• Exercise prompt: Every record below needs to be set down exactly. Pictures do not belong in the copy.

[Image-grounded pointing data]

___

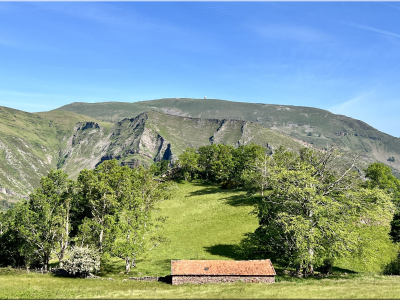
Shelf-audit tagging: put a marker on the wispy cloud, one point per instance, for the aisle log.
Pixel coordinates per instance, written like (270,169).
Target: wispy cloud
(352,105)
(294,33)
(374,29)
(8,43)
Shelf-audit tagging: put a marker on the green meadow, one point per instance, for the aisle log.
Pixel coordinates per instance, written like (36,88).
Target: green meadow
(204,222)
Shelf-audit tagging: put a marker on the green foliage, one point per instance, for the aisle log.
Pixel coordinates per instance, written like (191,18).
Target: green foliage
(121,202)
(380,176)
(395,228)
(43,222)
(393,268)
(219,163)
(188,163)
(161,167)
(315,209)
(82,261)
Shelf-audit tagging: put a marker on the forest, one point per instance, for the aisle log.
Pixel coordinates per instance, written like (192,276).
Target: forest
(315,207)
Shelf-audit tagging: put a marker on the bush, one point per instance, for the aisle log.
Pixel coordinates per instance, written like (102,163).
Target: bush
(82,261)
(393,268)
(326,266)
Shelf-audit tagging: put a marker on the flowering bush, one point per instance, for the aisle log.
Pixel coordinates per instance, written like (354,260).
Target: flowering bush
(82,261)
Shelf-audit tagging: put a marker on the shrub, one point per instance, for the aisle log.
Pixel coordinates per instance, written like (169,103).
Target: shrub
(393,268)
(326,266)
(82,261)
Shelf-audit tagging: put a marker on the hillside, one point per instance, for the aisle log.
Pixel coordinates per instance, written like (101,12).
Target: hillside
(32,144)
(29,147)
(316,126)
(153,136)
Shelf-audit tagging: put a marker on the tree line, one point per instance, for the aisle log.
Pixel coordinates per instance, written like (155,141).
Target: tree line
(314,206)
(109,209)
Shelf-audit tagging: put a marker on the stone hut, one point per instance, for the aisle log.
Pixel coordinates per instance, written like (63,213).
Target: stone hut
(214,271)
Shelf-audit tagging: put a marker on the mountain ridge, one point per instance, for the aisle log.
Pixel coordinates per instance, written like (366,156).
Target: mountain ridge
(314,126)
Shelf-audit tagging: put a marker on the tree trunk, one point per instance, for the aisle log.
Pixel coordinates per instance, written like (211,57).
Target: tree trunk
(127,265)
(101,241)
(61,258)
(46,262)
(133,262)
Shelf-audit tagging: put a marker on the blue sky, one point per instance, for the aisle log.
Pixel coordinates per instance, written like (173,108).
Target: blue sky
(339,56)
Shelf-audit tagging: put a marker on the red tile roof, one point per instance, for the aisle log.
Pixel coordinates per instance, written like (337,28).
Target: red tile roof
(222,267)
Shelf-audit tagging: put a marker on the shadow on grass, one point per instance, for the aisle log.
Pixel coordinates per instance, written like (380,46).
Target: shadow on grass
(242,200)
(341,270)
(226,250)
(208,190)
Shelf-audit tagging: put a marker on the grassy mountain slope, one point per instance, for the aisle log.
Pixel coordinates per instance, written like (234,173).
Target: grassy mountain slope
(153,136)
(30,146)
(316,126)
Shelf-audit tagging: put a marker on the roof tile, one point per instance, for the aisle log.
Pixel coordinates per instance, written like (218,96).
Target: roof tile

___

• The completed task:
Shelf-audit tagging: put a marker on the wispy cloud, one point per instance, for the aisle log.
Pixel coordinates per instance, written like (270,169).
Target: wispy cloud
(352,105)
(294,33)
(374,29)
(8,43)
Shelf-audit tagging: put a marker on the green meadow, one point per instance, for the aisle log.
Pixel coordinates per instance, written like (36,88).
Target: green meadow
(204,222)
Shelf-audit tagging: put a marker on the green foliage, one point per instance, for the aisle log.
Pixel coordinates per instance, written like (191,18).
Target: green foliage
(121,202)
(380,176)
(395,228)
(43,222)
(393,268)
(219,163)
(188,163)
(161,167)
(315,209)
(82,261)
Shelf-audit tagging: put a marker on the forest, one point per instance, for the aisle log.
Pixel coordinates per instance, written like (192,276).
Target: forest
(315,207)
Shelf-audit tagging: put a marker on the bush, one point per instance, for the aisle log.
Pixel coordinates per instance, written like (102,163).
Target: bush
(82,261)
(393,268)
(326,266)
Shelf-audit tagging: put a marker on the flowering bush, one point per instance, for the aisle log.
Pixel coordinates per instance, written like (354,260).
Target: flowering bush
(82,261)
Shelf-audit tagging: put a marker on the shrub, one point per instance, for the aisle log.
Pixel coordinates per instance, written like (169,103).
Target: shrub
(393,268)
(326,266)
(82,261)
Shelf-audit tagging: put a marker on the hillside, one point per instance, for the aisle log.
Pixel coordinates per instance, written like (101,12).
Target: hillside
(32,144)
(29,147)
(316,126)
(153,136)
Shelf-audit tagging: put a marker on the tree line, one point per instance, for the aisle log.
Pixel coordinates per instance, written like (155,141).
Target: tree line
(314,206)
(109,209)
Shelf-audit tagging: put a marker on the stone hut, one point per instance, for the aisle log.
Pixel coordinates per instance, written like (63,213).
Target: stone hut
(214,271)
Shelf-audit tagging: put a marker on the mountain ridge, one point per instance, for the aisle log.
Pixel coordinates per instance, written like (366,156).
Target: mountain ridge
(314,126)
Shelf-audit tagging: put a marker on the tree trunk, one point per instance, for the aisle log.
Pixel coordinates per instance, written like (211,57).
Target: tree trunk
(127,265)
(101,241)
(61,258)
(46,262)
(133,262)
Shelf-audit tagging: put a marker on the blue sky, one point per instance, for the aisle log.
Pixel coordinates per instance, written like (173,108).
Target: blue sky
(339,56)
Shelf-audit tagging: put a marker on the red tile roof, one point per instance, for the aisle log.
Pixel coordinates per instance, written like (337,28).
Target: red tile roof
(222,267)
Shelf-audit tagging: put a marker on the shadow on grass, one point per instance, for the aisle log.
Pixel coordinates per instance, written like (380,46).
Target: shadow on grass
(242,200)
(341,270)
(226,250)
(208,190)
Shelf-audit tagging: put a marker on the grassy mountain slope, one point per instance, for the aisle log.
Pixel coordinates per instance, written like (234,173).
Target: grassy mountain slope
(153,136)
(30,146)
(316,126)
Shelf-audit tagging: put a marker on the roof tile, one point per instance, for the aisle log.
Pixel coordinates per instance, written like (218,96).
Target: roof tile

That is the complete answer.